====== Given passage ======

Includes a deep technical description (if appropriate). Outline and address technical challenges inherent in the approach and possible solutions for overcoming potential problems. Discuss mitigation of technical risk. This section should demonstrate a deep understanding of the technical challenges and present a credible (even if risky) plan to achieve the effort’s goal. As applicable, this section should answer the following combination of Heilmeier and Internet freedom questions for each proposed capability/technology:

  • What are you trying to do? Articulate your objectives technically and succinctly.

  • Explain what is new in the approach and why will it succeed?

  • Describe how the proposed effort uniquely advances Internet Freedom and will ultimately assist freedom of speech and expression

  • Describe how the proposed effort increases or decreases censorship and where new censorship could occur because of this effort?

  • Is the solution buying tactical breathing space for existing problems or driving toward convergence by changing the playing field?

  • If the solution buys tactical breathing space, explain in a substantive way how the maximal amount of breathing space is gained for the minimal cost.

  • If the solution drives toward convergence describe how the solution radically alters the landscape in ways to negate traditional adversary censorship approaches/efforts.

  • How does this solution incentivize the adversary? If the solution were deployed, how might the adversary use the solution to further their own goals?

  • What are potential unintended consequences of the proposed solution?

  • What is the asymmetry for this solution? Given an attacker and defender of the proposal, explain which role is more advantageous (effort, cost, time, etc.) and why? Explain briefly for short, medium and long‐term strategies for both the attacker and defender point of view.

  • If you were to have to defeat your own effort, how would you go about it? (Note: it is perfectly acceptable to identify deficiencies in the effort. It is not acceptable to believe that there are none.) Who could benefit from this technology?

  • Be specific and cite actual use cases.

State the specific objectives you hope to achieve through the proposed activities. In many situations, an objective is similar to a milestone. The objectives should address the specific needs or problems identified in earlier sections. Often, one to five objectives are sufficient. In most cases, OTF pays projects on completion of an objective.

This section should demonstrate a deep understanding of each objective, its challenges, and introduce a credible (even if risky) plan to achieve the objective. If the objective is technical, outline and address technical challenges inherent in the approach, possible solutions for overcoming potential problems, and discuss mitigation of technical risk.

Each objective should be specific, measurable, attainable, relevant and time-bound (S.M.A.R.T.): reasonably measurable, and therefore capable of being evaluated; limited in scope and time; and identify specifically what will be achieved with the funds requested for the particular project. Also, be sure to distinguish objectives from activities. For example, “to hold a workshop” is a proposed activity while “determine the online safety awareness and literacy of the population” is an objective.

====== Records provided ======

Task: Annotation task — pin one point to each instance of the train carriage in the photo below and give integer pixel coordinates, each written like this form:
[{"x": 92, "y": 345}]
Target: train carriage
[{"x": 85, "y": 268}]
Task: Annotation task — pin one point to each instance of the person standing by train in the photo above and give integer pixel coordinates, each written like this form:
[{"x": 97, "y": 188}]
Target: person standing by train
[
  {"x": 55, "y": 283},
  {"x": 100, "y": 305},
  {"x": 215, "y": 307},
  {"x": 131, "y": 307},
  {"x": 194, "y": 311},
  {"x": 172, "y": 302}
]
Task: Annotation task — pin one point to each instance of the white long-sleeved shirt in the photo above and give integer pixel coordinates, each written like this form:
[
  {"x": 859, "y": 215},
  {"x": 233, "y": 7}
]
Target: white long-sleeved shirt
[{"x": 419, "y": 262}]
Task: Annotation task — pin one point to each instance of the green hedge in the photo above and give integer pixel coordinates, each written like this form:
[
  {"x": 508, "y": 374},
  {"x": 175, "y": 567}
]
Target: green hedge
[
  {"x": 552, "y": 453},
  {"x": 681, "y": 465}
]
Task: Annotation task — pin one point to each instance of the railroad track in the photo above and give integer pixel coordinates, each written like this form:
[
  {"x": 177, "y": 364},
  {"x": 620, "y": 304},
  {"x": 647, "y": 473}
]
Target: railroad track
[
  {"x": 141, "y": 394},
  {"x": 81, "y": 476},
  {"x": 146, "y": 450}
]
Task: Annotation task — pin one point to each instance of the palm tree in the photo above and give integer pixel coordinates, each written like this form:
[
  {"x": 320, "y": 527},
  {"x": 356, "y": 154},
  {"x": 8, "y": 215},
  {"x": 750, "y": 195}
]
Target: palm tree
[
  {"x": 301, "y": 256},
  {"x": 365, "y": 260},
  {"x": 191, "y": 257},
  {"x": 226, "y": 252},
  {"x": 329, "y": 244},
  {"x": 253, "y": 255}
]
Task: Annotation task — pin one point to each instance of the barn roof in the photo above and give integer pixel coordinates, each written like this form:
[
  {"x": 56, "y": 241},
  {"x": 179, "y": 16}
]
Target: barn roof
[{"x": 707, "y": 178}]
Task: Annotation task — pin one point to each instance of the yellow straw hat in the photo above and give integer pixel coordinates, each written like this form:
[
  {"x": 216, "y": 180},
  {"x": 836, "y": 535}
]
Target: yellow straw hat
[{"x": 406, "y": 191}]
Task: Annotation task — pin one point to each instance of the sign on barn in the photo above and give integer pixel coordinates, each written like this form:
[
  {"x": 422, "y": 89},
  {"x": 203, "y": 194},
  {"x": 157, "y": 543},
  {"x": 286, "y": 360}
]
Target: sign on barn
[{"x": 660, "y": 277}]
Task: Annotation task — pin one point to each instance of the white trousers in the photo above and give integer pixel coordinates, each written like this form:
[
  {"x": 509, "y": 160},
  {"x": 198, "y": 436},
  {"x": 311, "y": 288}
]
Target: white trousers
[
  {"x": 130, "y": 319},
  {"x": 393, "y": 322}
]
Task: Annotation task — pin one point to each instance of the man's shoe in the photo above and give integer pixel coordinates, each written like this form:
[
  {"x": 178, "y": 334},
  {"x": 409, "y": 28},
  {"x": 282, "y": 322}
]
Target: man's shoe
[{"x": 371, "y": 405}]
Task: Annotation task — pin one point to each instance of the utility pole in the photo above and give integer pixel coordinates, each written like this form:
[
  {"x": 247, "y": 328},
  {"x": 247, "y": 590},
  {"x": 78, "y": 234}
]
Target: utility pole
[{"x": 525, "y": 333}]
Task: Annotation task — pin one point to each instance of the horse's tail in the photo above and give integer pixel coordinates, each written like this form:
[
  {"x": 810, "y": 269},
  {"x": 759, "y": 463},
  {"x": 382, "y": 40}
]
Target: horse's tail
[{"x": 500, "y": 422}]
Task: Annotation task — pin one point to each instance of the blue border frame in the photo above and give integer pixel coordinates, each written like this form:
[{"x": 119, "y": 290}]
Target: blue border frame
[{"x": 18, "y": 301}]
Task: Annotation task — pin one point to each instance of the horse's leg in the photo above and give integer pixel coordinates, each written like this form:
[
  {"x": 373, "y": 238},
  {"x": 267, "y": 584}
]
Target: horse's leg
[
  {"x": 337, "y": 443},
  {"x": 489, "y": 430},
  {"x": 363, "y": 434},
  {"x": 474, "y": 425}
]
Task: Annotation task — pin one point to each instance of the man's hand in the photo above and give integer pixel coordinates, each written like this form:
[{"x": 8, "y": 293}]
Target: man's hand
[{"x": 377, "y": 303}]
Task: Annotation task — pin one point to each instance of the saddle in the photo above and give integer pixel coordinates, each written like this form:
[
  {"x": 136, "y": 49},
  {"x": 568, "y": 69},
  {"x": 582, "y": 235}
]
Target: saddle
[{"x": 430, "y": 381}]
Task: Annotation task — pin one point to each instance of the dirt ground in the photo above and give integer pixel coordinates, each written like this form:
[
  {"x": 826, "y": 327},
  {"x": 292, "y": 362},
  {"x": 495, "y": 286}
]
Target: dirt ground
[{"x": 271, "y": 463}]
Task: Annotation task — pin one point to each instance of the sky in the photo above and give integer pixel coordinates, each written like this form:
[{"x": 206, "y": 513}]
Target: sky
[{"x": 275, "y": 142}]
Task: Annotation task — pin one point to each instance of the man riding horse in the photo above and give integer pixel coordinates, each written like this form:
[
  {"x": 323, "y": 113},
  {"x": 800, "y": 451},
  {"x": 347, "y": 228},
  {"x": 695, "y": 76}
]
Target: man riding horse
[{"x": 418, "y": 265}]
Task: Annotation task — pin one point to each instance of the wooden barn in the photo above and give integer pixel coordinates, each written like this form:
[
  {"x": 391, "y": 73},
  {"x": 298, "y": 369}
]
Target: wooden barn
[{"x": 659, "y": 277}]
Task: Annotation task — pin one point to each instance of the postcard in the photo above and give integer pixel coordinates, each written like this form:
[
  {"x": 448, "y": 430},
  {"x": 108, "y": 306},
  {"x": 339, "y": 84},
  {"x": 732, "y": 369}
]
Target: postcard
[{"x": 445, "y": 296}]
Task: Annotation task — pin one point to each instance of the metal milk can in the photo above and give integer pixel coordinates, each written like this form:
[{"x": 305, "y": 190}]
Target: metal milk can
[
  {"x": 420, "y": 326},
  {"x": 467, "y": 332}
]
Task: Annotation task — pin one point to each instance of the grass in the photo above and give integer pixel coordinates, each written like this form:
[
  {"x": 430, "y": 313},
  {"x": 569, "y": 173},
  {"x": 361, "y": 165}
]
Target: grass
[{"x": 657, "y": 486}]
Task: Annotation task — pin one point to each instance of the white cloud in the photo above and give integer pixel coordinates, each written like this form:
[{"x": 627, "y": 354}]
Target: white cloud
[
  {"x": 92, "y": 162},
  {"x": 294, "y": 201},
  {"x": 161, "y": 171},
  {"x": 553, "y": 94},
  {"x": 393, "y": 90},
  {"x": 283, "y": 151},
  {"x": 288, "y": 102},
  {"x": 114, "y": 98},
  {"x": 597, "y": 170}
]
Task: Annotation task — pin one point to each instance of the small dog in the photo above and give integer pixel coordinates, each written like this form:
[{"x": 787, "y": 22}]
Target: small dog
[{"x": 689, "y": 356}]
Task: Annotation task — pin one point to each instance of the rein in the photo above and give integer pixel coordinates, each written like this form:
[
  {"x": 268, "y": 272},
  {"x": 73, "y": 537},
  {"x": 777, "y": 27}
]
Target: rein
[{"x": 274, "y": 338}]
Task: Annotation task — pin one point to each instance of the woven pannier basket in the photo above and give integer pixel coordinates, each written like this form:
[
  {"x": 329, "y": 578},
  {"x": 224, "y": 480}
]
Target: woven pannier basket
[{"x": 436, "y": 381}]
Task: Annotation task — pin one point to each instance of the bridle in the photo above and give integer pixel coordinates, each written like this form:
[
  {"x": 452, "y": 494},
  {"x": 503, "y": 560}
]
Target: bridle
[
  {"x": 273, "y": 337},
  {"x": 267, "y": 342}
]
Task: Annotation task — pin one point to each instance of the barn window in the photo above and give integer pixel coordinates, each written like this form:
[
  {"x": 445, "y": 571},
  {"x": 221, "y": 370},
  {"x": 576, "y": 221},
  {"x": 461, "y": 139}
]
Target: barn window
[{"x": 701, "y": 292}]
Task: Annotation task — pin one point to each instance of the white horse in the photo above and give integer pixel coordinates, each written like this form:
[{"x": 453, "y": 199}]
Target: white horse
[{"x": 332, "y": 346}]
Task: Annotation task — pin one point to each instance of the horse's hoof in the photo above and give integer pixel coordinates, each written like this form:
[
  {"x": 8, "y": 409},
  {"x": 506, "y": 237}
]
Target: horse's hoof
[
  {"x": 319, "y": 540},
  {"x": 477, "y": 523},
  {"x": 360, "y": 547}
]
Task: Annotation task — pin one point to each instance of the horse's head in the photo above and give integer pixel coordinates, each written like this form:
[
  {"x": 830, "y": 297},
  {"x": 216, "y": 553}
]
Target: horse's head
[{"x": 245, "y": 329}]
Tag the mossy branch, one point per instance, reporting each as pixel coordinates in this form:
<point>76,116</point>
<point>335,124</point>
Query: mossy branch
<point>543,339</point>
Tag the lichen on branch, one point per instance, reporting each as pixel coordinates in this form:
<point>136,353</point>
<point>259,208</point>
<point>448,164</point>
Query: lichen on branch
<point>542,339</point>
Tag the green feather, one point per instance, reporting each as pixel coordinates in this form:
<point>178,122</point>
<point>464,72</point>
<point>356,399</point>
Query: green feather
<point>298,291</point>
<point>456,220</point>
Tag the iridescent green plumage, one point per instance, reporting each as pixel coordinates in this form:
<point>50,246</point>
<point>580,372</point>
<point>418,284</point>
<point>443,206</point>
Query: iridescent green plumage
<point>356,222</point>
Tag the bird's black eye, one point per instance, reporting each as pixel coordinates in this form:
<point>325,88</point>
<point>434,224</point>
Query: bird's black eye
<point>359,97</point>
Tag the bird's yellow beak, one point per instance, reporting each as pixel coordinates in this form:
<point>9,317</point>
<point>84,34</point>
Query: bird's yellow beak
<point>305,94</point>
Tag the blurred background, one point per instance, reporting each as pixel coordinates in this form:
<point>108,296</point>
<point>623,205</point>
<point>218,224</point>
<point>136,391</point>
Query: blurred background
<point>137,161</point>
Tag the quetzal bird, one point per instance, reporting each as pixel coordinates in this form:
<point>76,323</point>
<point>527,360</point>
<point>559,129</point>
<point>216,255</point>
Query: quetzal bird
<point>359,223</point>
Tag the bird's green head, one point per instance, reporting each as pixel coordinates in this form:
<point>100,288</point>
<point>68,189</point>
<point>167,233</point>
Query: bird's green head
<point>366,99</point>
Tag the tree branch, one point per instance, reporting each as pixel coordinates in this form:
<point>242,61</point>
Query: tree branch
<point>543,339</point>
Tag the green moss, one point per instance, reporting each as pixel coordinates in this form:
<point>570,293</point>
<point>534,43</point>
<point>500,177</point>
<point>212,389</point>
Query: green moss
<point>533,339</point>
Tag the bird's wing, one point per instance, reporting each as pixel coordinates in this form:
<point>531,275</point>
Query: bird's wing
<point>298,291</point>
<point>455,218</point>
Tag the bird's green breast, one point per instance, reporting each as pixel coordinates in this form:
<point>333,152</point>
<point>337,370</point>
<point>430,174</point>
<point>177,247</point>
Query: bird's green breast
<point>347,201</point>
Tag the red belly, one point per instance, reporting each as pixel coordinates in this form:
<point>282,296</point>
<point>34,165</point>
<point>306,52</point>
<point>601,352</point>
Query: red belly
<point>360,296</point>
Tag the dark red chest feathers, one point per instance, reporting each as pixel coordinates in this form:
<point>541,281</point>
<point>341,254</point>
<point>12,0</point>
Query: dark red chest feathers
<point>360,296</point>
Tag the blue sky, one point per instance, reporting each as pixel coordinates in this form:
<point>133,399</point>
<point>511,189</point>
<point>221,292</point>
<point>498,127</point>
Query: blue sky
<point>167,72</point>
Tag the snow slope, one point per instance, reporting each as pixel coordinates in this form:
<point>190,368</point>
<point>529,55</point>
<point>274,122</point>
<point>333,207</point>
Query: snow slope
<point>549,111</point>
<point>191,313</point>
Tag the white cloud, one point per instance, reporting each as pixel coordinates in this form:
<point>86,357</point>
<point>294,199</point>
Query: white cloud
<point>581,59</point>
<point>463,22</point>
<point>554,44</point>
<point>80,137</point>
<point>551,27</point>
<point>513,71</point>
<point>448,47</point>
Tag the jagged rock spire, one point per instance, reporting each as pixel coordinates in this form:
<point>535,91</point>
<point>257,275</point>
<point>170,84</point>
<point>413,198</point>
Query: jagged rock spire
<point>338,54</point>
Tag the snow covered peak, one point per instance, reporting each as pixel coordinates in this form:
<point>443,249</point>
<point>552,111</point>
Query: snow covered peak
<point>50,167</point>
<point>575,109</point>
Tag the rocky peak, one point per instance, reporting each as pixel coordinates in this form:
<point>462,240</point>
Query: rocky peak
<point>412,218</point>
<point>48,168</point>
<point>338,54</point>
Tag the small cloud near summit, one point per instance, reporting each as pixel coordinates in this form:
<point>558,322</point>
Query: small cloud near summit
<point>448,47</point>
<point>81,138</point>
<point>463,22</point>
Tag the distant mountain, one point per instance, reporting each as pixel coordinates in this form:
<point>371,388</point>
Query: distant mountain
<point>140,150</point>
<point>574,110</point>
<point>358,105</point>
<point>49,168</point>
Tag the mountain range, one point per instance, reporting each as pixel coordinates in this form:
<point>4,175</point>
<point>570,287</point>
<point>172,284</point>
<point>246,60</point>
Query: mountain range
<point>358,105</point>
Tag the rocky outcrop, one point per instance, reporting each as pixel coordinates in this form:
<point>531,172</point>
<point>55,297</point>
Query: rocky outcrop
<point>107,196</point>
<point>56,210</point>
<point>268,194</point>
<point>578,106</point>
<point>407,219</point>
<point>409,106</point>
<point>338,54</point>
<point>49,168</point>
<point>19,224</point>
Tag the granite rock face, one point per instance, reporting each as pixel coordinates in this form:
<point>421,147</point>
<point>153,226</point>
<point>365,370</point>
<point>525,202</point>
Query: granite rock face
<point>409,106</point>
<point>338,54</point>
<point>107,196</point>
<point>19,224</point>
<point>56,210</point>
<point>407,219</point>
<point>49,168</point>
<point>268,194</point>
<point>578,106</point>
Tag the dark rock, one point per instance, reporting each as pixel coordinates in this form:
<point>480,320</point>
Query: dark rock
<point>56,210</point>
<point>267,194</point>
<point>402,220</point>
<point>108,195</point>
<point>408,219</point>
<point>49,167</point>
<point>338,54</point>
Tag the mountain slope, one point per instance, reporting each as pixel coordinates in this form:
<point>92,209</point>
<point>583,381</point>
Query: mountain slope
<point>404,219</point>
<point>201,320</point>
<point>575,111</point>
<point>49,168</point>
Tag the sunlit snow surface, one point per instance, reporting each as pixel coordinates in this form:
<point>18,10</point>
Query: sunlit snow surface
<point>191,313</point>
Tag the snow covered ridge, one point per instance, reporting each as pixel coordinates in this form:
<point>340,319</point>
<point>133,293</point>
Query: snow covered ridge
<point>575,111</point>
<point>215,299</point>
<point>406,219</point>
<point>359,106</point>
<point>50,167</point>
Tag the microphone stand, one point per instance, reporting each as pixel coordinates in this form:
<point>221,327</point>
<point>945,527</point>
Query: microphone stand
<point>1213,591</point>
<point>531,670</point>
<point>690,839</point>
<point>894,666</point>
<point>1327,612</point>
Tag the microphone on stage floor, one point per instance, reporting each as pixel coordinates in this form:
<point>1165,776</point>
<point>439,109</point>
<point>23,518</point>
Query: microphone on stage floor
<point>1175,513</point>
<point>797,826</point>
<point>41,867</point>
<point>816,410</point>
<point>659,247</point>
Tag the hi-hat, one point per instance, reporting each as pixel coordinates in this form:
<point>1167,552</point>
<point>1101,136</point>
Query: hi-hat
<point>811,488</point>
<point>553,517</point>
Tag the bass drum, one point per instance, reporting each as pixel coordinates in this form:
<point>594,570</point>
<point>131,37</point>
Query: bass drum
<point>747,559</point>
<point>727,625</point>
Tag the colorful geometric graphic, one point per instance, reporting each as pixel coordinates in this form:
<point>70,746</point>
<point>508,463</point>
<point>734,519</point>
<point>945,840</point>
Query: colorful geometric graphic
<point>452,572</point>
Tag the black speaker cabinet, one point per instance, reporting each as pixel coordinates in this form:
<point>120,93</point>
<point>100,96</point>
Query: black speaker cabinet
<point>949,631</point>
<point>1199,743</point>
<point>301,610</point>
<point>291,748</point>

======

**Requirement 1:** Recast the paragraph of the proposal guidance that begins "State the specific objectives" as a short bulleted list that keeps its main facts.
**Requirement 2:** Show every line of the records that contains the string "sign".

**Final result 1:**
- State the specific objectives the proposed activities are meant to achieve.
- An objective is often similar to a milestone.
- Objectives should address the needs or problems identified in earlier sections.
- One to five objectives are often sufficient.
- In most cases, OTF pays projects on completion of an objective.

**Final result 2:**
Task: Annotation task — pin one point to each instance of the sign on barn in the photo above and give integer pixel coordinates, each written like this form:
Target: sign on barn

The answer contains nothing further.